- [Work to be completed]
Please write out the listing below again, renaming "top-left corner" to "upper-left corner" wherever it occurs and leaving every other character as it is.

[BEGIN Data for this exercise]

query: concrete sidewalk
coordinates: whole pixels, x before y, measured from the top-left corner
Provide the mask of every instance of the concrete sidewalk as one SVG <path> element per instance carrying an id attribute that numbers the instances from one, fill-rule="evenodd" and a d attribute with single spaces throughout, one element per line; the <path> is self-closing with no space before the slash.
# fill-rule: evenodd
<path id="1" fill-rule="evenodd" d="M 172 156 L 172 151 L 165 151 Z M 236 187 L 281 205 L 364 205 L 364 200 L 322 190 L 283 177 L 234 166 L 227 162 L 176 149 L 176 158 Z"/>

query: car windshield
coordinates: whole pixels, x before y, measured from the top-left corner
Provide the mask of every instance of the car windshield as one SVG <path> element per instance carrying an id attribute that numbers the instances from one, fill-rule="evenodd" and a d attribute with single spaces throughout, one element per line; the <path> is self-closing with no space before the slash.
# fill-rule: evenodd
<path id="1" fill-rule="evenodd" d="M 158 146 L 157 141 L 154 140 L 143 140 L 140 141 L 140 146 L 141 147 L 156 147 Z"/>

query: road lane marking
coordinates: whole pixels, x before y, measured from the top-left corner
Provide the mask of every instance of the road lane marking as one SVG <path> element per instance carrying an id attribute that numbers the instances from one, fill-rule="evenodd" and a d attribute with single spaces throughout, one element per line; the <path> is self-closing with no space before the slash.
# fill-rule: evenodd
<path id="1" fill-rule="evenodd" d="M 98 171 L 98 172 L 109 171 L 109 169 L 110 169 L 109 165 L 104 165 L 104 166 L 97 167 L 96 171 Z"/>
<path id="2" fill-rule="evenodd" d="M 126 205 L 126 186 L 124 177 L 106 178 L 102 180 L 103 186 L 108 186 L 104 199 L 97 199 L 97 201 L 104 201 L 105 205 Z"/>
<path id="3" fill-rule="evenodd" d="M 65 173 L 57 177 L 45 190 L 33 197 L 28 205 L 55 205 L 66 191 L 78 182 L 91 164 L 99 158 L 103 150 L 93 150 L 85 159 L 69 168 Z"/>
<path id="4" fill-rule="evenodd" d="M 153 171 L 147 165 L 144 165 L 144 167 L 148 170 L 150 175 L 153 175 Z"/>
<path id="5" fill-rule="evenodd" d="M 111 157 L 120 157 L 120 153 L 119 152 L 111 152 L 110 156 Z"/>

[END Data for this exercise]

- [Reply to the task]
query: concrete sidewalk
coordinates: whole pixels, x before y, measured from the upper-left corner
Provide the mask of every instance of the concrete sidewalk as one SVG <path> element per instance carrying an id attribute that numbers the instances from one, fill-rule="evenodd" and a d attribute with single spaces throughout, one element per line; the <path> is self-closing with no space before the slash.
# fill-rule: evenodd
<path id="1" fill-rule="evenodd" d="M 172 156 L 172 151 L 165 151 Z M 236 187 L 281 205 L 364 205 L 364 200 L 322 190 L 283 177 L 234 166 L 227 162 L 176 149 L 176 158 Z"/>

query: car windshield
coordinates: whole pixels, x before y, measured from the upper-left corner
Provide the mask of every instance of the car windshield as one SVG <path> element per instance carrying an id attribute that numbers the instances from one, fill-rule="evenodd" and a d attribute with single spaces throughout, one element per line; the <path> is self-closing with no space before the slash.
# fill-rule: evenodd
<path id="1" fill-rule="evenodd" d="M 158 146 L 157 141 L 154 140 L 143 140 L 140 141 L 140 146 L 141 147 L 156 147 Z"/>

query: road lane marking
coordinates: whole pixels, x before y, measured from the upper-left corner
Provide the mask of every instance of the road lane marking as one SVG <path> element per instance carrying an id attribute that numbers the instances from one, fill-rule="evenodd" and a d attribute with single spaces throughout, one element per line; the <path> is self-closing with no space before the slash.
# fill-rule: evenodd
<path id="1" fill-rule="evenodd" d="M 98 171 L 98 172 L 109 171 L 109 169 L 110 169 L 109 165 L 104 165 L 104 166 L 97 167 L 96 171 Z"/>
<path id="2" fill-rule="evenodd" d="M 126 205 L 126 186 L 124 177 L 106 178 L 102 180 L 103 186 L 108 186 L 104 199 L 97 199 L 97 201 L 104 201 L 105 205 Z"/>
<path id="3" fill-rule="evenodd" d="M 65 173 L 57 177 L 45 190 L 33 197 L 28 205 L 55 205 L 66 191 L 78 182 L 91 164 L 99 158 L 103 150 L 93 150 L 85 159 L 69 168 Z"/>
<path id="4" fill-rule="evenodd" d="M 153 171 L 147 165 L 144 165 L 144 167 L 148 170 L 150 175 L 153 175 Z"/>
<path id="5" fill-rule="evenodd" d="M 111 157 L 120 157 L 120 153 L 119 152 L 111 152 L 110 156 Z"/>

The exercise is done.